◆ PROBLEM TO WORK ON: Establish how many lines in the records below include the word "window"; respond with that number only.

◆ DATA:
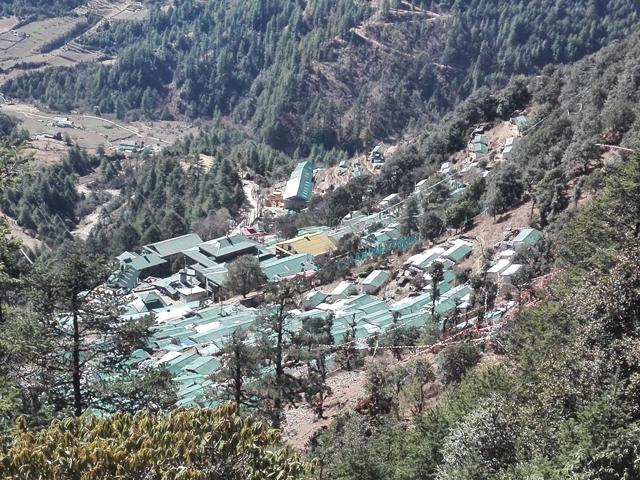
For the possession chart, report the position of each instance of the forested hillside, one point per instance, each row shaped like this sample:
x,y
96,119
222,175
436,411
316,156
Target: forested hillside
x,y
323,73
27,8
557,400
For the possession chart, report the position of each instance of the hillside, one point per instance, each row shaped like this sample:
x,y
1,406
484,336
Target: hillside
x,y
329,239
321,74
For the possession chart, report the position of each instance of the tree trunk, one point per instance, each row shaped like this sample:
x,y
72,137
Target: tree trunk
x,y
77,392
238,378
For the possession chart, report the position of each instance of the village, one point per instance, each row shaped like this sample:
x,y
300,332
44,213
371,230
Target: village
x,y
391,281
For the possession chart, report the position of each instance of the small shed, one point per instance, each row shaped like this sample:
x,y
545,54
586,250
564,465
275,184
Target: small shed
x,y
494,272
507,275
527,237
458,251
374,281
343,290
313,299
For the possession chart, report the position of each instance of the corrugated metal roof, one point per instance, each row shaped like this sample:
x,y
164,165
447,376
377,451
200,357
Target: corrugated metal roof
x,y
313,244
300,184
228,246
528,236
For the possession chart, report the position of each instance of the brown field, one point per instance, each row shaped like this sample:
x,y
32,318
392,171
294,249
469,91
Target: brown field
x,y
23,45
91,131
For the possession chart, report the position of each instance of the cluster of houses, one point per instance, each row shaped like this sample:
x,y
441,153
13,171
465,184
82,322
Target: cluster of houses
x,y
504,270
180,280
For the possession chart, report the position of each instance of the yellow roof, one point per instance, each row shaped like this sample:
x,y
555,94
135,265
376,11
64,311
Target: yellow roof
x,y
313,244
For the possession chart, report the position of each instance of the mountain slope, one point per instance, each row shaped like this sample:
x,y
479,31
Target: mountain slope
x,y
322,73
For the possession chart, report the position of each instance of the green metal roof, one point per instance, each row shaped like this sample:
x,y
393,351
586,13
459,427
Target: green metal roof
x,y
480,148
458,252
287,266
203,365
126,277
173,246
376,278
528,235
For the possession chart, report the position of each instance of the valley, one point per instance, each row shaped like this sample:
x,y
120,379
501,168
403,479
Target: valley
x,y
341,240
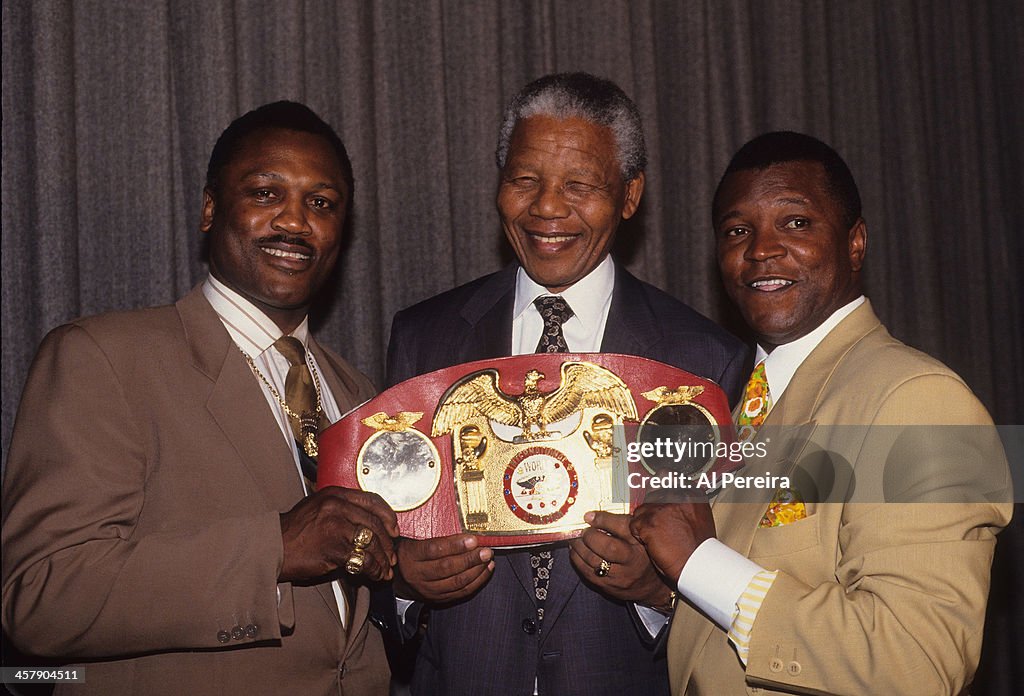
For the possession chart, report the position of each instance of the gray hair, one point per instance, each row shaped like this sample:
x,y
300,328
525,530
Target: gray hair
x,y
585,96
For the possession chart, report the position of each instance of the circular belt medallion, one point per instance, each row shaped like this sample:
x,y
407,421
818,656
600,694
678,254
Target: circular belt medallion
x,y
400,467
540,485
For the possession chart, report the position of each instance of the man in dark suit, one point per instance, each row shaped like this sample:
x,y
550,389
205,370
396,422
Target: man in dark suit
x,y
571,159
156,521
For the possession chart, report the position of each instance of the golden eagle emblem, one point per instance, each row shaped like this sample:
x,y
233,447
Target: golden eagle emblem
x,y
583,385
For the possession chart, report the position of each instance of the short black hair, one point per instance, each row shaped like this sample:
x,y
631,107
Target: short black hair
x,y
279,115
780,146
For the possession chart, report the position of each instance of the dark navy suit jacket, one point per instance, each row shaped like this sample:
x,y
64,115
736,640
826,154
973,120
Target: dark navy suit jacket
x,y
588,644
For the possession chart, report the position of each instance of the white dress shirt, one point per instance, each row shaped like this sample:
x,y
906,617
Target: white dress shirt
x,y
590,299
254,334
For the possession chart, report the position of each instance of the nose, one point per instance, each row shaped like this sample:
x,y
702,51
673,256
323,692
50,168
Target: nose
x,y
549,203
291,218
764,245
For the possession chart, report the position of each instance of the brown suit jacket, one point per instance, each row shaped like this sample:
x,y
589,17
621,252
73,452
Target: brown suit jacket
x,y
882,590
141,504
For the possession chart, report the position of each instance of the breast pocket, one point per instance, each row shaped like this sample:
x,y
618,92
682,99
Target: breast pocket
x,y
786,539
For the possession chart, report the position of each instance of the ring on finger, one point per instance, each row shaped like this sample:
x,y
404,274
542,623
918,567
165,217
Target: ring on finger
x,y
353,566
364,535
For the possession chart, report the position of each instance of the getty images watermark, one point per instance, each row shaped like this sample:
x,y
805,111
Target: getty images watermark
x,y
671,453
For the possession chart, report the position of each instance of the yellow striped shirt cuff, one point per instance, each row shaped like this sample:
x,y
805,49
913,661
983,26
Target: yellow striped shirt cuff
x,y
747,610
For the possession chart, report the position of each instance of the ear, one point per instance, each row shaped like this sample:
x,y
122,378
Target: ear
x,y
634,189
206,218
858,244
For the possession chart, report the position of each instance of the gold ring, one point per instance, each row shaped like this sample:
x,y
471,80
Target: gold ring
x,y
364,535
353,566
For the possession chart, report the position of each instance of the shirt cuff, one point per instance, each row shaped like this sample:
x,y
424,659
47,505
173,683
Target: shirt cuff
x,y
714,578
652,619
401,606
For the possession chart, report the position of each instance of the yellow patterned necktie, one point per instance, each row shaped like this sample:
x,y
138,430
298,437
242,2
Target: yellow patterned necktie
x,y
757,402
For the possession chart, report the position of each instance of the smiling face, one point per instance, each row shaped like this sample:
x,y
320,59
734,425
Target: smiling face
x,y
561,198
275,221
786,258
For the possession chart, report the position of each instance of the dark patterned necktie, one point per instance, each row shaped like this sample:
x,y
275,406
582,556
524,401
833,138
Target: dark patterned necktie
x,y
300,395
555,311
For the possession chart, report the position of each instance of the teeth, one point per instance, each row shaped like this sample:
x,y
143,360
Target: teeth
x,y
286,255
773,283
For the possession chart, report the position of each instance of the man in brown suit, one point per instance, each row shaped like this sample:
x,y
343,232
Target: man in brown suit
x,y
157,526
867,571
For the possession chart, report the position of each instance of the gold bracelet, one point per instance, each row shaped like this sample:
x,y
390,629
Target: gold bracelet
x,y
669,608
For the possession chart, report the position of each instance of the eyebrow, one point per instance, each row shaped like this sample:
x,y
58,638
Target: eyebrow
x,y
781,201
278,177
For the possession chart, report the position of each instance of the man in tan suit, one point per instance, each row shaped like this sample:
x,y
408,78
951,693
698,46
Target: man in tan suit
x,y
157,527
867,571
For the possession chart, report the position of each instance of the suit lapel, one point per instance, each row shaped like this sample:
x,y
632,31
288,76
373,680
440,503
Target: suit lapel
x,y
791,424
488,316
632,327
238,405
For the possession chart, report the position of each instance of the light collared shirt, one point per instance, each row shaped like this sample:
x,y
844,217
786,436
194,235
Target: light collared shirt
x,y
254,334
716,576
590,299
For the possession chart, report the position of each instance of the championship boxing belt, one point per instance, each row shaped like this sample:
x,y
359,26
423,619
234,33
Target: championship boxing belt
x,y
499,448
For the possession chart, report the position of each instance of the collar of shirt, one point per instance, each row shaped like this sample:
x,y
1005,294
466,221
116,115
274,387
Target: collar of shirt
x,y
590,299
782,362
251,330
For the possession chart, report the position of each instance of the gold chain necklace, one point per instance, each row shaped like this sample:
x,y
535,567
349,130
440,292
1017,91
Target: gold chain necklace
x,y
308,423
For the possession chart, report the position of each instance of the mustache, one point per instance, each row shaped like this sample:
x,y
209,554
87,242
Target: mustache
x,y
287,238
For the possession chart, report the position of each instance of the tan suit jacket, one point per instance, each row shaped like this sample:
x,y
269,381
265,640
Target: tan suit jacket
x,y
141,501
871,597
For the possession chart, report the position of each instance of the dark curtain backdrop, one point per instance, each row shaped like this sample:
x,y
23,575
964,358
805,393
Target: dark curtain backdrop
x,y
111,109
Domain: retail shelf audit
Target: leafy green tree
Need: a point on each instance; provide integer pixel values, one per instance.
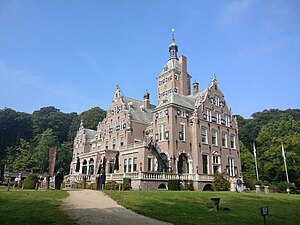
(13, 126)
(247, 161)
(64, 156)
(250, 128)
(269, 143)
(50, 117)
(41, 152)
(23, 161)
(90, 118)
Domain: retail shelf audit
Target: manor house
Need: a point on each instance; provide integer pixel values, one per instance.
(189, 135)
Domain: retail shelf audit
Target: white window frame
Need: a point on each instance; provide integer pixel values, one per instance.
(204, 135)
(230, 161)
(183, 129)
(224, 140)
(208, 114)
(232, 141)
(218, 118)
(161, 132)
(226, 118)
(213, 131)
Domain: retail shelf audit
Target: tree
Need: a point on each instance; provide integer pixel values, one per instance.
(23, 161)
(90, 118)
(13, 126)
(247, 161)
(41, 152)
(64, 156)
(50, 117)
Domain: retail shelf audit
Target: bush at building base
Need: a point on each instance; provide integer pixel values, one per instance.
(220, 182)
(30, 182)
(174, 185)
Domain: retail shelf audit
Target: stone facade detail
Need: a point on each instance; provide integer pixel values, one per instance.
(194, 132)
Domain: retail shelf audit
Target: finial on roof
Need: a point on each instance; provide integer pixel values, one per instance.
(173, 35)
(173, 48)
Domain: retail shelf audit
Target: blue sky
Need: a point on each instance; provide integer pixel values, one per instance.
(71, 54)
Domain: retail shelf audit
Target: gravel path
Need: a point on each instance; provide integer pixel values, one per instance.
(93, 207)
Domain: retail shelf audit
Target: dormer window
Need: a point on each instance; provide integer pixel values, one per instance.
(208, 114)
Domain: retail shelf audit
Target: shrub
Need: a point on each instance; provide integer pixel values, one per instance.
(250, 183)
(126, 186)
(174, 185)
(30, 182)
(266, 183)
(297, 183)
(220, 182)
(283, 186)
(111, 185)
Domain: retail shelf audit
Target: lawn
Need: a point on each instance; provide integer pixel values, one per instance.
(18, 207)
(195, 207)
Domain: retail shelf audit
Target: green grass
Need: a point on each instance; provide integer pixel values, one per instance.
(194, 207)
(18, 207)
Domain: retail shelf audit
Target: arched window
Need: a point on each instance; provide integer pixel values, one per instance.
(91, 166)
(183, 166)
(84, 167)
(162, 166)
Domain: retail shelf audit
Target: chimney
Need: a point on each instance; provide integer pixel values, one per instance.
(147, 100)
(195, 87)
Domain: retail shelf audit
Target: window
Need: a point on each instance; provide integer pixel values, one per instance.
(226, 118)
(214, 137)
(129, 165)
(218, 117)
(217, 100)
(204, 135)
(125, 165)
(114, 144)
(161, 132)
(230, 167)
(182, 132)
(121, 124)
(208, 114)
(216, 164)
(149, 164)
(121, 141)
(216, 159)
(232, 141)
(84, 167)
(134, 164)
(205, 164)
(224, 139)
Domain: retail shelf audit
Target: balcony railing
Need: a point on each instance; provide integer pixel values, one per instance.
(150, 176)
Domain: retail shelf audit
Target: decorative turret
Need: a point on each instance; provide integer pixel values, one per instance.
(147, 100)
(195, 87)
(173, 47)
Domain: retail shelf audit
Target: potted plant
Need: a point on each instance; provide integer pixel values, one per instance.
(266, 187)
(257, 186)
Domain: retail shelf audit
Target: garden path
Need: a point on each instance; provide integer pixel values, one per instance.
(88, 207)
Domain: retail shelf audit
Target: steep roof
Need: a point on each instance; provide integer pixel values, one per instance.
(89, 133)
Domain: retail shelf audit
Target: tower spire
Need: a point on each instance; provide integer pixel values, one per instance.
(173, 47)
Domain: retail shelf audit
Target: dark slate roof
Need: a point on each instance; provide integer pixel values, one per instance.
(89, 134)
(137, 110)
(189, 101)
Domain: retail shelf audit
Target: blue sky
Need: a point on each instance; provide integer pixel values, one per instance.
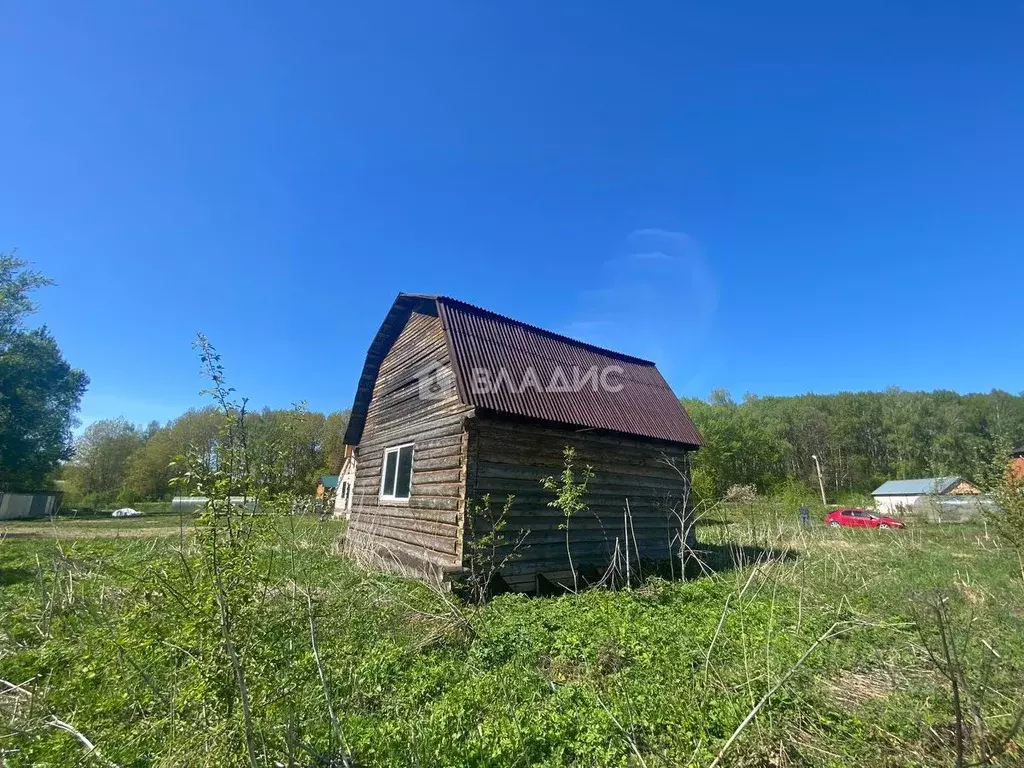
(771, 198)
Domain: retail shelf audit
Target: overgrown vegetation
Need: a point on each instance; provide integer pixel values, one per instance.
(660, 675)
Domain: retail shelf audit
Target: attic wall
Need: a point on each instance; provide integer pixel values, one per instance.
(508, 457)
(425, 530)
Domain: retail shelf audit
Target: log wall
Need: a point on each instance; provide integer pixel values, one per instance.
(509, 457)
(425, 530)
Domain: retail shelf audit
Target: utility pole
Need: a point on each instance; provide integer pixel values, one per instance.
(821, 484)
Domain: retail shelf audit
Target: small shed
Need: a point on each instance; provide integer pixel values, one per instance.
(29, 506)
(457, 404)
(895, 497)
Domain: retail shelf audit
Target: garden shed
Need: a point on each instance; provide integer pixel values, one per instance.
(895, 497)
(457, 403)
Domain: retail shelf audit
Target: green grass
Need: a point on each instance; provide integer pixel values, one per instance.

◆ EXERCISE SOLUTION: 4